(Entries from a point annotation set)
>>>>>
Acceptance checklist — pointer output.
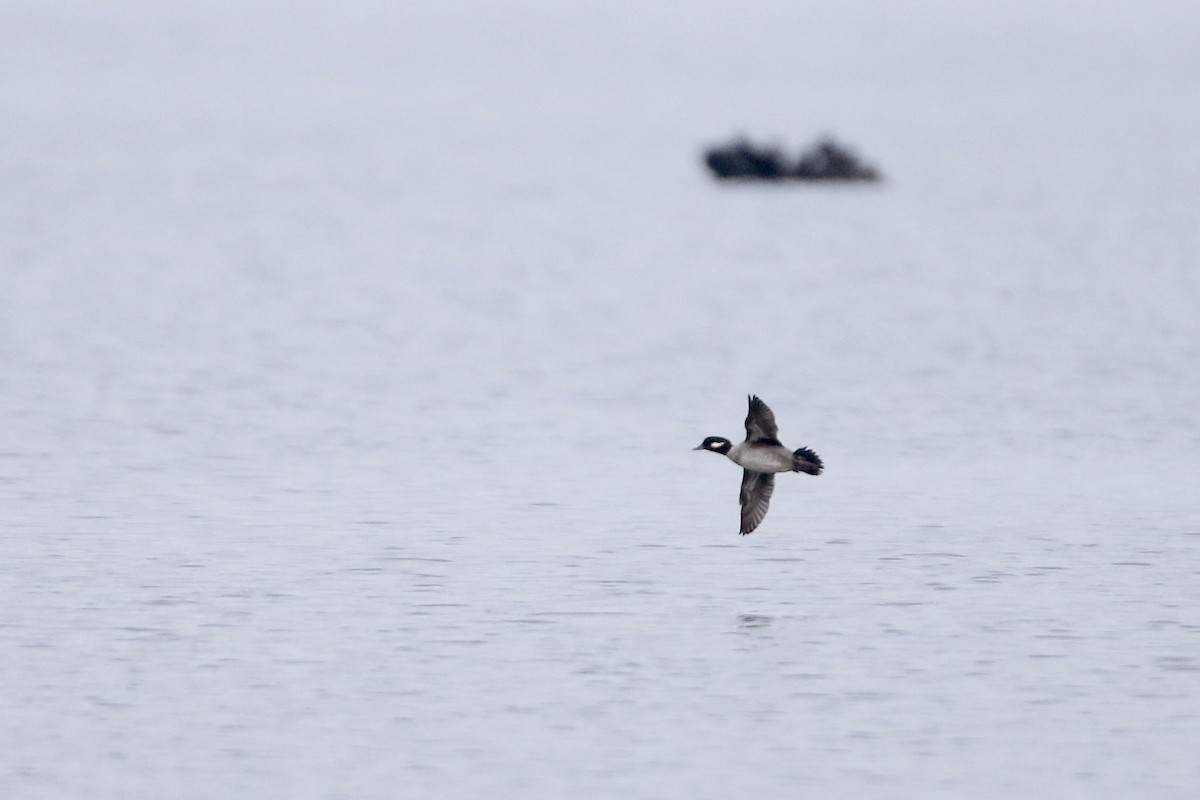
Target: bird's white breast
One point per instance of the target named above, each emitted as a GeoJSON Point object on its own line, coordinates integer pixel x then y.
{"type": "Point", "coordinates": [762, 459]}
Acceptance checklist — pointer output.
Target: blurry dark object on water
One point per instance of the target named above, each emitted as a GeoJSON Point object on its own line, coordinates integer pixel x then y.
{"type": "Point", "coordinates": [825, 161]}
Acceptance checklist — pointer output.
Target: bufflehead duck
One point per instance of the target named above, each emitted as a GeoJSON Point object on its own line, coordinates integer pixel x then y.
{"type": "Point", "coordinates": [761, 456]}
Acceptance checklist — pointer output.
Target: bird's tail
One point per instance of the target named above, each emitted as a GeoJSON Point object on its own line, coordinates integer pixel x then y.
{"type": "Point", "coordinates": [805, 461]}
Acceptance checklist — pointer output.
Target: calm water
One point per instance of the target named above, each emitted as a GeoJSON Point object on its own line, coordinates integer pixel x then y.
{"type": "Point", "coordinates": [353, 362]}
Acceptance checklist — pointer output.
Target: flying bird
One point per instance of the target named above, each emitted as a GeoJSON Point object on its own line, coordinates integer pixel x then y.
{"type": "Point", "coordinates": [761, 456]}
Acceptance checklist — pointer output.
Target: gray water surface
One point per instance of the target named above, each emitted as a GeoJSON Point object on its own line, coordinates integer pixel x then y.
{"type": "Point", "coordinates": [353, 362]}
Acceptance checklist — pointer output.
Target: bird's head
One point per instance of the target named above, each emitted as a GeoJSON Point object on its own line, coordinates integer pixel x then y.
{"type": "Point", "coordinates": [717, 444]}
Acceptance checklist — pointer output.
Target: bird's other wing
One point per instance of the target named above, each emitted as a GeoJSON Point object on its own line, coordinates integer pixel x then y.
{"type": "Point", "coordinates": [755, 497]}
{"type": "Point", "coordinates": [761, 423]}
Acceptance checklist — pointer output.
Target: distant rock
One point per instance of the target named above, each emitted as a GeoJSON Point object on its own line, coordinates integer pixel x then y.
{"type": "Point", "coordinates": [825, 161]}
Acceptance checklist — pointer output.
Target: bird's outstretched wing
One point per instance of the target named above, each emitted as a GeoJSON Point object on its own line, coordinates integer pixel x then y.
{"type": "Point", "coordinates": [755, 498]}
{"type": "Point", "coordinates": [761, 423]}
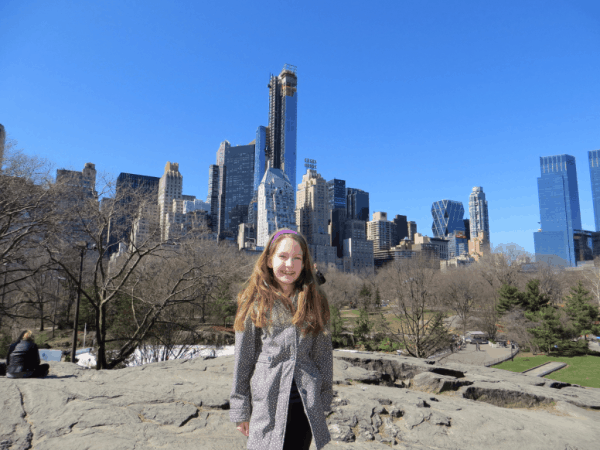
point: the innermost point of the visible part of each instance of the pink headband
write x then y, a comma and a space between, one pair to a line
279, 233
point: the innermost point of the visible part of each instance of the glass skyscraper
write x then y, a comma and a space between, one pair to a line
559, 210
239, 161
336, 194
478, 212
594, 158
447, 217
357, 204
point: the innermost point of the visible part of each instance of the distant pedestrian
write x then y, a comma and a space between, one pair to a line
23, 359
319, 276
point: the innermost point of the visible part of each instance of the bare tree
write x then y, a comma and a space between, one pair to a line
153, 274
341, 288
408, 284
460, 289
25, 216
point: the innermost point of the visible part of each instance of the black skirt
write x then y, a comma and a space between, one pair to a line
298, 435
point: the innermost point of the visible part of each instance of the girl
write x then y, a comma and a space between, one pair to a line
283, 374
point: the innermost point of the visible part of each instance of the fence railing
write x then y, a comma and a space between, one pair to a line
513, 353
442, 353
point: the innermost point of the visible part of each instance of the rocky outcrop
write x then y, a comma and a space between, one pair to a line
380, 401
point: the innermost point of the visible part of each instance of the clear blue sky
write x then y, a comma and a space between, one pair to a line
412, 101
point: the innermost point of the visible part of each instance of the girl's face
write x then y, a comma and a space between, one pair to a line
286, 262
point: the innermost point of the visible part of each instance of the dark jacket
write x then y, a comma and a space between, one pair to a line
22, 359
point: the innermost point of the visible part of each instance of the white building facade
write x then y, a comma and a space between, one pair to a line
275, 205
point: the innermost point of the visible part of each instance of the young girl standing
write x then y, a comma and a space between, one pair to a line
283, 374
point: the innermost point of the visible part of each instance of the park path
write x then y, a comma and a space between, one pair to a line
545, 369
470, 355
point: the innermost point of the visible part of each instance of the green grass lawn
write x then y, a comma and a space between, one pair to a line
582, 370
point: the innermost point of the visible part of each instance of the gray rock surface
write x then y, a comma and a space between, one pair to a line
380, 402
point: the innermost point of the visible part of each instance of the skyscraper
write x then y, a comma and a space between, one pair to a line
594, 159
260, 162
399, 229
170, 188
357, 204
379, 230
239, 163
2, 144
336, 194
276, 144
560, 215
312, 218
447, 217
412, 230
283, 116
133, 192
336, 197
478, 213
275, 205
312, 209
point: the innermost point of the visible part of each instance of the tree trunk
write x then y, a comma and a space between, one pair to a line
101, 338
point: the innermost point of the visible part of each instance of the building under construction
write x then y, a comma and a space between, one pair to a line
276, 144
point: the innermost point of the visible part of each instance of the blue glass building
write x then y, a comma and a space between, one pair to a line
559, 210
357, 204
447, 218
336, 194
594, 158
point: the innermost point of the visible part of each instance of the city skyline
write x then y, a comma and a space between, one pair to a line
412, 107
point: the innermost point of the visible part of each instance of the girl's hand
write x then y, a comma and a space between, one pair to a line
244, 428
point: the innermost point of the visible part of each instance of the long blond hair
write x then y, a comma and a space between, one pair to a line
258, 297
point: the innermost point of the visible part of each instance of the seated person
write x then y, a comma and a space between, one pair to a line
23, 359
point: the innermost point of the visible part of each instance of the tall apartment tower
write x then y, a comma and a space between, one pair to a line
336, 194
478, 214
136, 195
170, 188
447, 217
399, 229
215, 174
357, 204
336, 197
594, 159
276, 144
275, 205
560, 215
2, 144
379, 230
312, 209
412, 230
238, 187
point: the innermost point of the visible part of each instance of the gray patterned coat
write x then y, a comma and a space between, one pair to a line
266, 360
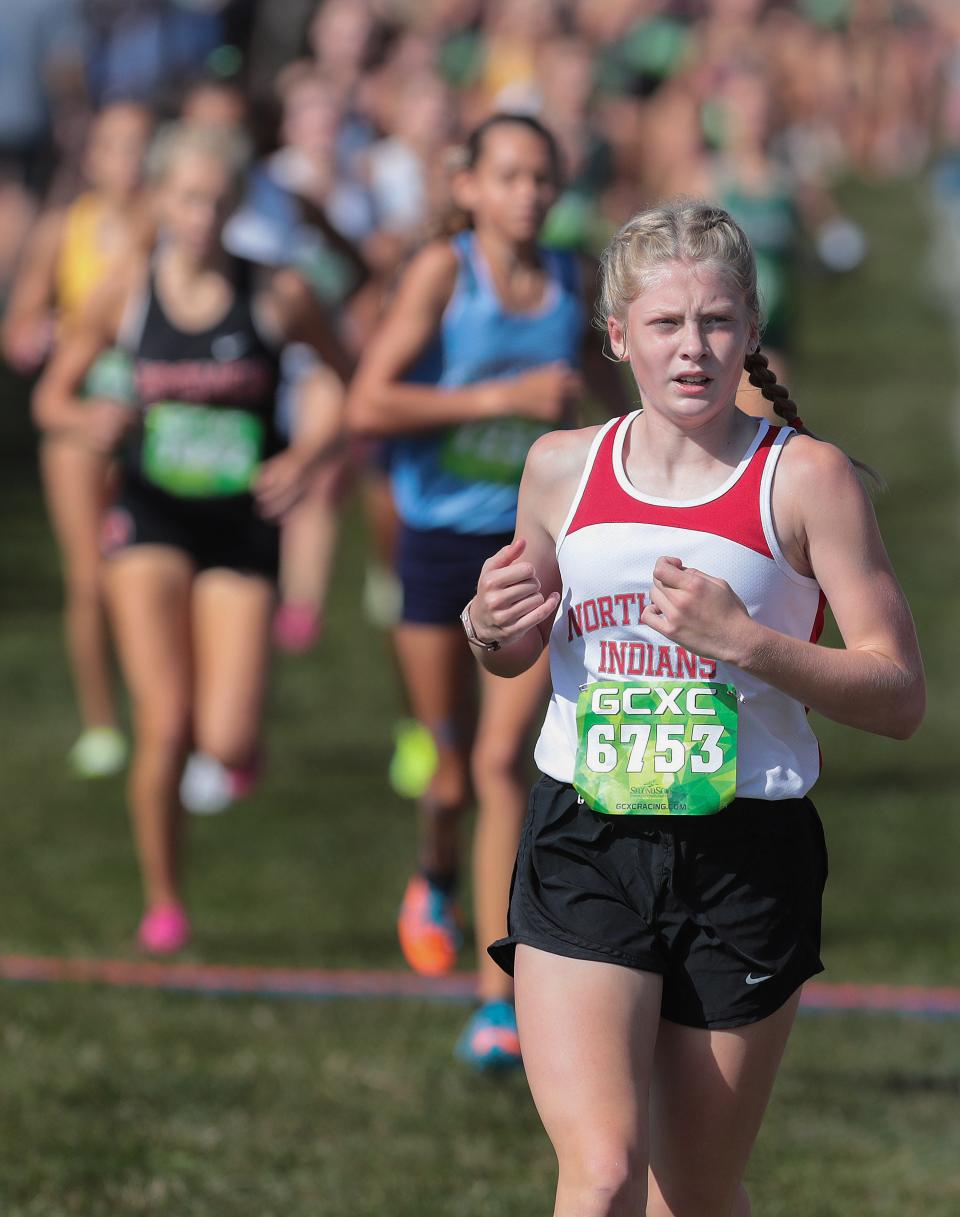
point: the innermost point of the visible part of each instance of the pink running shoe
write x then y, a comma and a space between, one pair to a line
296, 628
164, 930
428, 927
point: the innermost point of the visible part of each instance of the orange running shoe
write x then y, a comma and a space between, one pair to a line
490, 1042
428, 927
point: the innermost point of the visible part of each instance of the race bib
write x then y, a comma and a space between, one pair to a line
657, 749
490, 452
201, 450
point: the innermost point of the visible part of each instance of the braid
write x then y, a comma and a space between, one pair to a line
764, 379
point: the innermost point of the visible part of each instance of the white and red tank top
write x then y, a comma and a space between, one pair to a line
606, 550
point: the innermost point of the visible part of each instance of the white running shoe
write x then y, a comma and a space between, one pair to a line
206, 786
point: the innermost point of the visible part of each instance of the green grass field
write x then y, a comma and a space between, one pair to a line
<<<<<
Can you echo every line of this listing back exactly, leaving out the pictures?

Exercise output
Acceptance checklist — pointer output.
Target: bird's white breast
One point per instance of the target named above, each emitted as a GeoJSON Point object on its own line, coordinates integer pixel x then y.
{"type": "Point", "coordinates": [762, 459]}
Acceptance checklist — pointer output.
Target: blurry dark object on water
One point per instance of the target named above, each emitted as a GeoJSON Point object on its own line, coordinates integer pixel x then y.
{"type": "Point", "coordinates": [825, 161]}
Acceptance checklist — pointer output.
Target: bufflehead duck
One point per instance of the target named above, each emitted as a GeoJSON Point object on its own line, coordinates integer pixel x then y.
{"type": "Point", "coordinates": [761, 456]}
Acceptance checklist — pointer output.
Target: bird's tail
One point per instance of the target named above, each emitted as a GeoJSON Point object on its own line, coordinates integer pixel x then y.
{"type": "Point", "coordinates": [805, 461]}
Acceptance checklist — pointer output.
Target: calm water
One point per instance of the target named above, each emitted as a GeoJSON Point object on its own line, coordinates integer pixel x then y.
{"type": "Point", "coordinates": [353, 362]}
Acceptance checklist — pointer output.
Target: flying bird
One point per instance of the target named above, each emitted as a GeoJSON Point object on its own line, coordinates integer pixel x then y.
{"type": "Point", "coordinates": [761, 456]}
Acceptance checklist — pointer output.
Target: gray water surface
One point per instance of the target named above, each emitted as a GeoJSON Point object on its own line, coordinates integer pixel x then y.
{"type": "Point", "coordinates": [353, 362]}
Acceptance checklist — pointer output.
Target: bird's head
One point per instance of the target named above, each emitted as a GeoJSON Point object on its own line, coordinates integer pixel x then y.
{"type": "Point", "coordinates": [717, 444]}
Acceptance checklist — pointer output.
Target: bird's other wing
One point per instance of the target named above, each emitted as a GeoJSON Point object on its own line, coordinates integer pixel x then y.
{"type": "Point", "coordinates": [755, 497]}
{"type": "Point", "coordinates": [761, 423]}
Acceptance checklist — pointer output.
Target: distant rock
One point per instance of the target named above, each emitted as a GeoJSON Point object on its own line, coordinates integer pixel x then y.
{"type": "Point", "coordinates": [825, 161]}
Acceptance checklist — pointer output.
Target: bird's outstretched wing
One point per instance of the target named above, each emitted as a GeoJSON Point object on its own line, coordinates integer pixel x then y.
{"type": "Point", "coordinates": [755, 498]}
{"type": "Point", "coordinates": [761, 423]}
point: the innermost point of the visible part of each instance of the pink headband
write x then y, a comma and a space between, one pair to a line
279, 233
point: the innermost point of the visible part of each instance of the glass skyscraper
write x then y, a comma and a space between, one pair to a line
559, 210
239, 161
336, 194
478, 212
594, 158
447, 217
357, 204
point: the innermost point of the visible part of each instance of the distant pedestrian
write x then y, a comma and a space between, one pair to a line
23, 359
319, 276
point: the innermost point of the visible part of each instance of the bare tree
write x then y, a comma and a space between, one pair to a line
153, 274
341, 288
408, 284
460, 289
25, 216
point: the innermost point of the visible part of each instance of the black skirt
write x then y, a comma and a space between, one pair to a line
298, 435
point: the innermost point of the visible part of each instance of the girl
write x then y, a comma and a space between, one pair to a line
283, 374
point: the innermost point of the visible part of each instance of the fence railing
write x then y, a comma and a space between, one pair to a line
513, 353
442, 353
point: the innermost point of the visible part of each instance of the rocky outcrop
write x then y, a comma and a space between, one pair to a line
380, 401
point: the innermost point of the visible part of each instance of the clear blue sky
write x then y, a comma and a space between, one pair to a line
412, 101
point: the innermost point of the visible part of each instance of the girl's face
write x then y, a comma and a space between, one pair to a line
286, 262
point: the innermost point of the visible part of each instance of the dark jacket
write x then y, a comma and a space between, one pair to a line
22, 359
point: the innermost point of the visible part of each instance of the white building facade
write x then y, a comma and a space between, one pair to a line
275, 205
point: the innermost point of the visible part of each instance of the young girl standing
write x then y, a comma and a space between, one pair to a line
283, 374
point: the innermost point of the visible part of each instance of the park path
write x then y, a comma and a space between, one pair to a line
545, 369
470, 355
point: the innermost point of the visible part of each instance of the green grass lawn
write x then y, a comma and a space between, one pair to a line
582, 370
point: the innermost point of the visible part of each instance of the gray rock surface
write x then y, a comma and a space between, one pair to a line
380, 402
point: the innermost point of the visible part of each instance of the skyscraper
write x then y, a comma and a space between, one pair to a line
594, 159
260, 162
399, 229
170, 188
357, 204
379, 230
239, 163
2, 144
336, 194
276, 144
560, 215
312, 218
447, 217
412, 230
283, 116
133, 192
336, 197
478, 213
275, 205
312, 209
point: the innermost point of the visible part of each instance of the tree trunk
write x then y, a comma and a space between, one pair to a line
101, 338
point: the innermost point of the visible part of each instance of the building under construction
write x then y, a comma and a space between, one pair to a line
276, 144
point: the innermost point of the visible part of each instance of the blue glass building
write x then y, a comma and a space between, one pair to a line
559, 210
357, 204
447, 218
336, 194
594, 158
point: the innermost point of the visible part of each instance of the city skyline
write x then y, a comma and a space between, one pair to a line
412, 107
point: the innermost point of the visible part of each instance of the girl's hand
write x then y, a comma and a space between, one pair to a line
244, 428
point: the innermost point of the visible part of each instance of the long blond hair
write x then y, a comma and a space between, one pair to a line
258, 297
point: the innermost point of the visible part of each instance of the seated person
write x then y, a comma and a space between, one pair to a line
23, 359
point: the innermost point of the visible part of each instance of the tall apartment tower
write x then y, a comma and a space between, one pair to a line
336, 194
478, 214
136, 195
170, 188
447, 217
399, 229
215, 174
357, 204
336, 197
594, 159
276, 144
275, 205
560, 215
2, 144
379, 230
312, 209
412, 230
238, 187
point: the innermost point of the visible part of each instance of the gray patterned coat
write x then y, a comma and a space between, one pair to a line
266, 360
point: the innermost point of the visible part of each instance of the pink running shoe
write x then y, a comma and a space between, one pair to a line
296, 628
164, 930
428, 927
point: the innermost point of the visible part of each instance of the orange running shoe
write x then y, a comma and a space between, one pair to a line
490, 1042
428, 927
point: the innermost point of the visible part of each instance of the race bib
write x then y, a comma and a space between, one pair to a line
657, 749
490, 452
201, 450
point: the innermost point of the visible part of each instance of the braid
write x then y, a comma and a space between, one pair to a line
764, 379
point: the innermost point of the visible part of each instance of the white and red tank top
write x then y, a comma and a space between, one pair to a line
606, 550
point: the innermost point of the visible part of each instance of the white running shoe
write x then y, a comma and a space between, one pair to a line
206, 786
point: the innermost point of the visible part of each instance of the green grass field
write x then y, a comma and a space between, one pair to a line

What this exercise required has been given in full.